**Task:** Please start at the first line of the records beneath and quote each line exactly, ending with the line containing "target | metal bench".

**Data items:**
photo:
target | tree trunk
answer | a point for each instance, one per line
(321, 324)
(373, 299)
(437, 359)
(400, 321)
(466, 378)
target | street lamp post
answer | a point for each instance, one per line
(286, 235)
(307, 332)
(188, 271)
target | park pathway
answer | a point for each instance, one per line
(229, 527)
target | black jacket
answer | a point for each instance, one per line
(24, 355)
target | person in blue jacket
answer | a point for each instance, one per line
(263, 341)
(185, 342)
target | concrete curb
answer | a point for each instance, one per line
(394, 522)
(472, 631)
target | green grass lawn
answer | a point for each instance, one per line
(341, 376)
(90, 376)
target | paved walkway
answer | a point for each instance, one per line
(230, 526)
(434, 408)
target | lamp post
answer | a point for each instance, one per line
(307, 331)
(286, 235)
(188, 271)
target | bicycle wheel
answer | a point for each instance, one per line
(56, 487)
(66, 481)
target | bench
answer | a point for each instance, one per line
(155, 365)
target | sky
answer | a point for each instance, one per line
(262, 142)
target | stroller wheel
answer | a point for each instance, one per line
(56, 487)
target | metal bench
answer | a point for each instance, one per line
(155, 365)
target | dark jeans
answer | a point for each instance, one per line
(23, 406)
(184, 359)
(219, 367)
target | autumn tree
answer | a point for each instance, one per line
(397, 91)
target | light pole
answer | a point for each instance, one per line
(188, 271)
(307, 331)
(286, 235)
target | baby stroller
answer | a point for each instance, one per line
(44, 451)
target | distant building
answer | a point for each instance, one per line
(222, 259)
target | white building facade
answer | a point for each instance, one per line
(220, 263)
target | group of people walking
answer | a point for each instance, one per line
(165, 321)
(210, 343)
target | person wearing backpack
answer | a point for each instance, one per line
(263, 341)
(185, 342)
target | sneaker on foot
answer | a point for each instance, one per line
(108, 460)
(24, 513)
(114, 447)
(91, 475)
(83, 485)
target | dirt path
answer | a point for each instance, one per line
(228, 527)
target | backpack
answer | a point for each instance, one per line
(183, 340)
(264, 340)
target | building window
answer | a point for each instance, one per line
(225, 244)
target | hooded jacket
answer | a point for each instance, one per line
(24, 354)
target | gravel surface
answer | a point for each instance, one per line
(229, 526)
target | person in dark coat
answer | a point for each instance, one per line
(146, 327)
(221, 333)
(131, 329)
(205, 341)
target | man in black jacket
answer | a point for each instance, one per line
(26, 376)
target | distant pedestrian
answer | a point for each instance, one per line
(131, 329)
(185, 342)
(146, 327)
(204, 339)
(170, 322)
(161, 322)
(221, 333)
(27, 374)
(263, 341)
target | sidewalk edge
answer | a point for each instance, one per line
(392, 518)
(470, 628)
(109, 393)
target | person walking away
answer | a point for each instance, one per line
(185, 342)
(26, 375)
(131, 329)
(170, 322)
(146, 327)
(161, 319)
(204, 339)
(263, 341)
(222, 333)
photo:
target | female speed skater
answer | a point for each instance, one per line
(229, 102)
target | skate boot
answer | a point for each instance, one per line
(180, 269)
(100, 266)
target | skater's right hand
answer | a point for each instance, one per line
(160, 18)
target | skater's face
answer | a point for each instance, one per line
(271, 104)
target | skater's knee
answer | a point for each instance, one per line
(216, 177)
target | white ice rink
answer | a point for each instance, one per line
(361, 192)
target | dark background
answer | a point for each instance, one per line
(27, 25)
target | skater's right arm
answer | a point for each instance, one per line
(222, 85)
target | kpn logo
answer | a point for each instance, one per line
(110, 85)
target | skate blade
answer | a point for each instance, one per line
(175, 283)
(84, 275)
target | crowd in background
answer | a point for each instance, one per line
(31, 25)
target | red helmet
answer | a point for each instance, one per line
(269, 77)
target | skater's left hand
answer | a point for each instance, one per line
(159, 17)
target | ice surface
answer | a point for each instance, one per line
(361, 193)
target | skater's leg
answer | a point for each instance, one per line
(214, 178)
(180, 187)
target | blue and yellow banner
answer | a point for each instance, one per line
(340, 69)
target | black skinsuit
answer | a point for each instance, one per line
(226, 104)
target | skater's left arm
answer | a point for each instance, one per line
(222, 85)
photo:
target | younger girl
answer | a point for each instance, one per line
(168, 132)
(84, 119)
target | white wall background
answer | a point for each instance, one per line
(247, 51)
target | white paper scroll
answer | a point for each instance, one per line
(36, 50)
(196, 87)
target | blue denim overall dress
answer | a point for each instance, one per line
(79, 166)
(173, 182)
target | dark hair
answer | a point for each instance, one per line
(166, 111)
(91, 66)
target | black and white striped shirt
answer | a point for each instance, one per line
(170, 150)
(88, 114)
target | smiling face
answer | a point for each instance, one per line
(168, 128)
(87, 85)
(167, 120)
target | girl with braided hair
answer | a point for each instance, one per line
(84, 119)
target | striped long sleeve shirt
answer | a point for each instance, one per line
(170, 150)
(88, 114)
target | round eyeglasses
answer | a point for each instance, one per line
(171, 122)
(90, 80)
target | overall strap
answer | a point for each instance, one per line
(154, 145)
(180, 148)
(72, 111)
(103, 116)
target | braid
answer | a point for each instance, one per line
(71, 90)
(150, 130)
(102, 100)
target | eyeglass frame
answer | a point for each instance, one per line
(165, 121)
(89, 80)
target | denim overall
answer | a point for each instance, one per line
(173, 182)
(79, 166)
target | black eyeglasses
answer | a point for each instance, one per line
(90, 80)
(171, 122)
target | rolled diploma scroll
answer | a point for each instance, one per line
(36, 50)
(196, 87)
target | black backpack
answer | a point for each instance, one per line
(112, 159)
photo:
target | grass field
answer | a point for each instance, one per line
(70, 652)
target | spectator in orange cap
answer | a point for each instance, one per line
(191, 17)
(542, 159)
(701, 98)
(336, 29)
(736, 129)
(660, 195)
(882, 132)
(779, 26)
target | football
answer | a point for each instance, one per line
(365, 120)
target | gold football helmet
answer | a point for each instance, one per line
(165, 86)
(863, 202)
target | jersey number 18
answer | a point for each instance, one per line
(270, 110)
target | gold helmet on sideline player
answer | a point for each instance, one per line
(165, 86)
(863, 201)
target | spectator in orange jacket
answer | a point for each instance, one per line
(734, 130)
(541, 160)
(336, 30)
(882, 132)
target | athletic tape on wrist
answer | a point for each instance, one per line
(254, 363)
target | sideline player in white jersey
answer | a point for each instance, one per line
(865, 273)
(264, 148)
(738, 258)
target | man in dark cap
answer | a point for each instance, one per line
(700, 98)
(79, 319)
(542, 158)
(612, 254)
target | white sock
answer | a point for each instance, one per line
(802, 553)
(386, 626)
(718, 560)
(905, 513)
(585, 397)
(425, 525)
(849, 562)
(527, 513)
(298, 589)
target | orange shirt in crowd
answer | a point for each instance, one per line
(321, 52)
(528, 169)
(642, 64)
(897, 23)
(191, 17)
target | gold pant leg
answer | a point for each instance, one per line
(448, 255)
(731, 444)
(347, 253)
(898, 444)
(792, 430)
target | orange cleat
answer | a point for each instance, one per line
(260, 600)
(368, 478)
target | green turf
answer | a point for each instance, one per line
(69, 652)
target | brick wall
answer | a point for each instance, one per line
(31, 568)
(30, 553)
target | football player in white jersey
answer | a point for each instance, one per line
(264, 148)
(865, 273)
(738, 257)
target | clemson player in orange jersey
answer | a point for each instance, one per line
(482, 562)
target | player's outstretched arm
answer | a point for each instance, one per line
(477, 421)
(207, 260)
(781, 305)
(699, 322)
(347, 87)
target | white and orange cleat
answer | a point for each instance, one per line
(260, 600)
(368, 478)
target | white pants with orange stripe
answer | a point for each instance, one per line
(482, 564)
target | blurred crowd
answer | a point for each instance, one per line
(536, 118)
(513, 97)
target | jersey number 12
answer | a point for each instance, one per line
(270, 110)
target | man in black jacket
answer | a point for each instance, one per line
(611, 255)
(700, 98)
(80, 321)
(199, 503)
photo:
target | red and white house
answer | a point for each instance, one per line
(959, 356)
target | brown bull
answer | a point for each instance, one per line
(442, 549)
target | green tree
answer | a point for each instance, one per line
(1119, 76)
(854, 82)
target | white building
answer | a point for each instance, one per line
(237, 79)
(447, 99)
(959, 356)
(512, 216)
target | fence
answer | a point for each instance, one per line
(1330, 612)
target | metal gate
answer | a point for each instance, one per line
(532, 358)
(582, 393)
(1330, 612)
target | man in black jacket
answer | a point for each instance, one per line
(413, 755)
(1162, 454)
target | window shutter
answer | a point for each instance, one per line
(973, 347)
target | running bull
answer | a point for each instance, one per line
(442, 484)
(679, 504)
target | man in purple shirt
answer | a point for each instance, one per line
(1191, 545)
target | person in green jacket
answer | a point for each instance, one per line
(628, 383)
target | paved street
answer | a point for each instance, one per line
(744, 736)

**Task output:**
photo:
target | tree trunk
answer | a point for each instance, one per line
(321, 324)
(373, 299)
(437, 359)
(400, 321)
(466, 378)
target | street lamp post
answer | a point for each instance, one per line
(286, 235)
(307, 332)
(188, 271)
target | park pathway
answer | a point for each instance, one per line
(229, 527)
target | black jacket
answer | a point for each instance, one per line
(24, 355)
target | person in blue jacket
answer | a point for each instance, one per line
(263, 341)
(185, 342)
target | concrete curb
answer | a point for each instance, one per line
(394, 522)
(472, 631)
target | green grass lawn
answer | a point for each instance, one per line
(341, 376)
(90, 376)
target | paved walkway
answer | a point for each instance, one per line
(230, 526)
(434, 408)
target | lamp post
answer | a point for each instance, one per line
(307, 331)
(286, 235)
(188, 271)
target | bicycle wheel
answer | a point for each instance, one per line
(56, 487)
(66, 481)
target | bench
answer | a point for each instance, one per line
(155, 365)
target | sky
answer | a point for each instance, one per line
(262, 142)
target | stroller wheel
answer | a point for each instance, one per line
(56, 487)
target | metal bench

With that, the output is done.